WHAT YOU WILL DO:
Find "search for metal" and "search for black" in the records below. Copy the lines holding them and every line between, exactly, and no others.

RAW DATA:
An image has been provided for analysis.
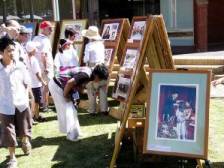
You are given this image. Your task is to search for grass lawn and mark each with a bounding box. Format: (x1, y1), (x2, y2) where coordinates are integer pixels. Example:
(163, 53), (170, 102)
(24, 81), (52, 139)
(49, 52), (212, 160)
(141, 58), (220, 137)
(0, 99), (224, 168)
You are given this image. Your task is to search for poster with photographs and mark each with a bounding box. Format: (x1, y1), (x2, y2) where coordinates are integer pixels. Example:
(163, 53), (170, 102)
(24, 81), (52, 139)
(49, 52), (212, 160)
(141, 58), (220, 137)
(122, 48), (139, 70)
(102, 23), (120, 41)
(104, 48), (114, 67)
(60, 20), (87, 42)
(112, 74), (131, 102)
(130, 20), (146, 41)
(143, 70), (210, 159)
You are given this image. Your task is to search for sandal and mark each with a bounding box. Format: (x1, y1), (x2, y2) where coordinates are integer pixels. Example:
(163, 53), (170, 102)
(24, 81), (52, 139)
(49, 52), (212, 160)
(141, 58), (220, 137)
(21, 141), (32, 155)
(34, 114), (46, 122)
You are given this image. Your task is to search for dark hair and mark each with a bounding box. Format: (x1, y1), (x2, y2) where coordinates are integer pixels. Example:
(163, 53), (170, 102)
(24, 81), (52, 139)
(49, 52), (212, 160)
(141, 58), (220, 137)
(0, 36), (15, 52)
(90, 64), (109, 81)
(58, 39), (67, 53)
(73, 72), (90, 86)
(64, 28), (76, 39)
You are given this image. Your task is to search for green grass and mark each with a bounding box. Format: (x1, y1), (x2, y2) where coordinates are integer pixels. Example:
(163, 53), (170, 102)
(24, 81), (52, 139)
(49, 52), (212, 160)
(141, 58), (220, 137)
(0, 99), (224, 168)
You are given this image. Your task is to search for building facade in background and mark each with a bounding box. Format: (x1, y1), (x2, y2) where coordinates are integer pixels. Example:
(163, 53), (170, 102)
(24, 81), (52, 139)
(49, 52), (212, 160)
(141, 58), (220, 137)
(1, 0), (223, 54)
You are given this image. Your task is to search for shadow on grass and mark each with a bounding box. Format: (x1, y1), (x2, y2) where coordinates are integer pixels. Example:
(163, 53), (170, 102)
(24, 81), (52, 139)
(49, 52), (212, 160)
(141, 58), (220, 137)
(78, 109), (117, 126)
(31, 133), (115, 168)
(209, 162), (224, 168)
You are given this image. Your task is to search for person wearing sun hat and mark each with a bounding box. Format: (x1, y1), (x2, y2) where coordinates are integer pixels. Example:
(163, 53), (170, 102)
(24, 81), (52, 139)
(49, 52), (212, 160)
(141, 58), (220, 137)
(32, 21), (54, 112)
(82, 26), (109, 115)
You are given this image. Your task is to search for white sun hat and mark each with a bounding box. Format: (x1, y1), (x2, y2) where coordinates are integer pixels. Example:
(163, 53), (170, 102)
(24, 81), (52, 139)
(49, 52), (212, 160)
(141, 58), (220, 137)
(26, 41), (40, 53)
(81, 26), (102, 40)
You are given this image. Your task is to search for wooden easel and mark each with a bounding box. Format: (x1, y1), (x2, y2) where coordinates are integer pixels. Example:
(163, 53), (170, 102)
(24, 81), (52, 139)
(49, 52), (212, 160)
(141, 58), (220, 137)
(110, 15), (205, 168)
(100, 18), (130, 84)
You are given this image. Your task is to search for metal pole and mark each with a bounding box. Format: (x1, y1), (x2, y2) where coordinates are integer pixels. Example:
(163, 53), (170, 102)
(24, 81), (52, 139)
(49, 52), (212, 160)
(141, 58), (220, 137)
(29, 0), (34, 22)
(52, 0), (60, 21)
(3, 0), (7, 23)
(72, 0), (76, 19)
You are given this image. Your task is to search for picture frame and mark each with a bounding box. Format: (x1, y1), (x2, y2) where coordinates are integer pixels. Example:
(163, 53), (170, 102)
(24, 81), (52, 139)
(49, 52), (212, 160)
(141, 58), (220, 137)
(59, 19), (88, 42)
(37, 21), (57, 47)
(22, 22), (37, 40)
(112, 73), (132, 102)
(128, 16), (147, 42)
(104, 46), (116, 68)
(101, 19), (122, 42)
(143, 69), (211, 159)
(120, 46), (140, 71)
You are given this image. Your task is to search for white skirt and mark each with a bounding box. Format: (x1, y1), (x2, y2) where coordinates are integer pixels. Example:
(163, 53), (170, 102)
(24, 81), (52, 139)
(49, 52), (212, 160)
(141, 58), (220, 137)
(49, 79), (80, 140)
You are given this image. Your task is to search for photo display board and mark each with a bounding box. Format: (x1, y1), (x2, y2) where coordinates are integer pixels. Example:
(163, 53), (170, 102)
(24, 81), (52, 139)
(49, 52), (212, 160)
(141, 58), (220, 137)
(100, 18), (130, 81)
(112, 16), (148, 102)
(143, 69), (210, 159)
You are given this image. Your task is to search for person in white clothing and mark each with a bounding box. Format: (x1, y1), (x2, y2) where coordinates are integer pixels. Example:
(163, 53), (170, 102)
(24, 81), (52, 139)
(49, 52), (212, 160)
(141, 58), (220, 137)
(0, 36), (32, 168)
(82, 26), (108, 115)
(33, 21), (54, 112)
(26, 41), (47, 122)
(54, 39), (79, 73)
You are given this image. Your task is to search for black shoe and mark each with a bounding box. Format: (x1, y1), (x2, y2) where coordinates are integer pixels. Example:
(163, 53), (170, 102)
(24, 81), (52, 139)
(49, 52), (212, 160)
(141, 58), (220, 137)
(101, 111), (109, 115)
(90, 113), (97, 116)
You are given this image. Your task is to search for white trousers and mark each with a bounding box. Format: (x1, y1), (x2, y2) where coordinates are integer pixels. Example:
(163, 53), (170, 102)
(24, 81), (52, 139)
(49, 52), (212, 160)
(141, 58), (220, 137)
(86, 80), (108, 113)
(48, 79), (81, 140)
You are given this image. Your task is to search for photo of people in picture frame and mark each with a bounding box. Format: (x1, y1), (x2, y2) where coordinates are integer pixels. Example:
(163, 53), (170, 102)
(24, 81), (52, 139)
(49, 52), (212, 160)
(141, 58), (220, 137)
(64, 23), (82, 41)
(104, 48), (114, 67)
(130, 21), (146, 40)
(112, 74), (131, 101)
(156, 84), (197, 142)
(122, 49), (139, 70)
(102, 23), (119, 41)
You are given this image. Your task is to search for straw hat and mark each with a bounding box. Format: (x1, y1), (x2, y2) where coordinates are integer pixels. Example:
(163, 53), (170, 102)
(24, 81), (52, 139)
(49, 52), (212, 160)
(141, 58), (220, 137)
(81, 26), (102, 40)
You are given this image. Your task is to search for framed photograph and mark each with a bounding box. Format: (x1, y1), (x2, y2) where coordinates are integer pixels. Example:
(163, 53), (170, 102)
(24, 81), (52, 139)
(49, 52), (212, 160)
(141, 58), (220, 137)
(37, 21), (57, 47)
(104, 46), (115, 67)
(59, 19), (87, 42)
(112, 73), (132, 102)
(143, 70), (211, 159)
(121, 48), (140, 70)
(22, 22), (37, 40)
(128, 16), (147, 42)
(101, 19), (122, 41)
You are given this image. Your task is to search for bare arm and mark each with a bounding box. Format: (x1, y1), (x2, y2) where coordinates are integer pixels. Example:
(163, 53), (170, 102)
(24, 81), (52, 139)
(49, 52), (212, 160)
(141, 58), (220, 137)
(63, 78), (76, 99)
(36, 72), (46, 86)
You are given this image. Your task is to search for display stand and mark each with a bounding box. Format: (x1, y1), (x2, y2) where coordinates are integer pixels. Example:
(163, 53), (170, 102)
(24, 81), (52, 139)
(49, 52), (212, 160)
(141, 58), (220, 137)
(100, 18), (130, 84)
(109, 15), (205, 168)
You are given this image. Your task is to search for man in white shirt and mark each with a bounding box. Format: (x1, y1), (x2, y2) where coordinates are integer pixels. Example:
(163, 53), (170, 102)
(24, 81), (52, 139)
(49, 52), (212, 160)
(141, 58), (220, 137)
(82, 26), (108, 115)
(0, 36), (32, 168)
(33, 21), (54, 112)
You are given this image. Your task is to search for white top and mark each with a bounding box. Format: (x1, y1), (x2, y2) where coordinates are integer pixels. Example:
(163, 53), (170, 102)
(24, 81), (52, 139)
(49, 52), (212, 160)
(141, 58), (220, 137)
(83, 41), (105, 65)
(14, 41), (27, 64)
(0, 61), (30, 115)
(33, 34), (54, 79)
(54, 48), (79, 71)
(27, 56), (42, 88)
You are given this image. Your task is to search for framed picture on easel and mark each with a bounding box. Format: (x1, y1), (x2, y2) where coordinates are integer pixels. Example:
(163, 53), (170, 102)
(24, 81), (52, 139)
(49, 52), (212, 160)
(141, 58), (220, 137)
(143, 69), (210, 159)
(59, 19), (88, 42)
(104, 46), (116, 68)
(101, 19), (122, 42)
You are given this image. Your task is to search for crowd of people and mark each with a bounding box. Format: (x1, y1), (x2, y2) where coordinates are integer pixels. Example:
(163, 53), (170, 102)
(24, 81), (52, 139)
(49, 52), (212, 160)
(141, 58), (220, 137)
(0, 20), (108, 168)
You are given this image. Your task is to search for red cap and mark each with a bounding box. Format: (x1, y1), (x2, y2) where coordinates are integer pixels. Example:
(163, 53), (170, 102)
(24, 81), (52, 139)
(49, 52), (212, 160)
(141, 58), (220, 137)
(39, 21), (52, 29)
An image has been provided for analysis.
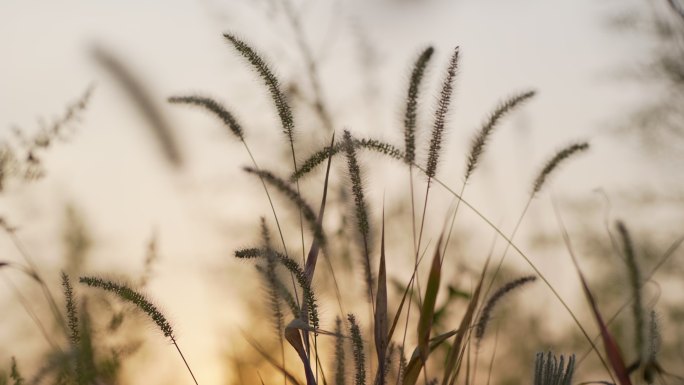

ANSWER SECTION:
You are given this image. Your task is to search for metal pole and mark each with a bounding box. Format: (x1, y1), (x2, y2) where coordinates are integer pixels. Example:
(163, 53), (170, 102)
(24, 81), (52, 139)
(49, 52), (212, 160)
(141, 58), (220, 137)
(29, 0), (34, 22)
(52, 0), (60, 21)
(3, 0), (7, 23)
(72, 0), (76, 19)
You are given this image. Your task is to search for picture frame and mark each with a bounding box. Format: (x1, y1), (x2, y2) where coordinates are integer pixels. Example:
(163, 53), (170, 102)
(24, 81), (52, 139)
(49, 52), (212, 160)
(141, 58), (220, 137)
(59, 19), (88, 42)
(37, 21), (57, 47)
(22, 22), (37, 40)
(112, 73), (132, 102)
(128, 16), (147, 42)
(104, 46), (116, 68)
(101, 19), (122, 42)
(143, 69), (211, 159)
(120, 46), (140, 71)
You are given this image. Your task is to search for white skirt and mark each with a bounding box. Format: (x1, y1), (x2, y2) where coordinates are integer pixels. Example:
(163, 53), (170, 102)
(24, 81), (52, 139)
(49, 52), (212, 160)
(141, 58), (220, 137)
(49, 79), (80, 140)
You are given this image. Your task is to search for photo display board and mark each with a bounding box. Format: (x1, y1), (x2, y2) where coordinates are integer pixels. Example:
(163, 53), (170, 102)
(24, 81), (52, 139)
(49, 52), (212, 160)
(141, 58), (220, 137)
(100, 18), (130, 81)
(112, 16), (148, 102)
(143, 69), (210, 159)
You are given this image. Your task is to search for person in white clothing and mark each with a bounding box. Format: (x1, y1), (x2, y2) where coordinates are integer pixels. Example:
(163, 53), (170, 102)
(24, 81), (52, 139)
(49, 52), (212, 160)
(141, 58), (220, 137)
(0, 36), (32, 168)
(82, 26), (108, 115)
(33, 21), (54, 112)
(26, 41), (47, 122)
(54, 39), (79, 73)
You are given this image. Your task is to search for black shoe and mark each with a bounding box. Format: (x1, y1), (x2, y2) where coordinates are integer pixels. Example:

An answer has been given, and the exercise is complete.